[Natural language region descriptions]
◇ ◇ ◇

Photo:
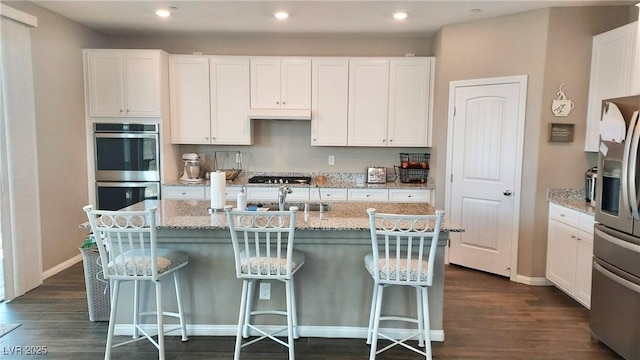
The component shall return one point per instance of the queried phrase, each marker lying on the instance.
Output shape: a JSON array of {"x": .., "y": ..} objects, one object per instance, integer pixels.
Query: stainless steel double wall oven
[{"x": 127, "y": 163}]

◇ ◇ ◇

Without changing a word, transcribe all of the data and omit its images.

- **Your response**:
Photo:
The component shall return one point per instance of the queried phrase, each marker lying on the instance.
Output shape: a JSON array of {"x": .., "y": ..} objects, one object per instance, integer pixels.
Query: stainless steel double wall oven
[{"x": 127, "y": 163}]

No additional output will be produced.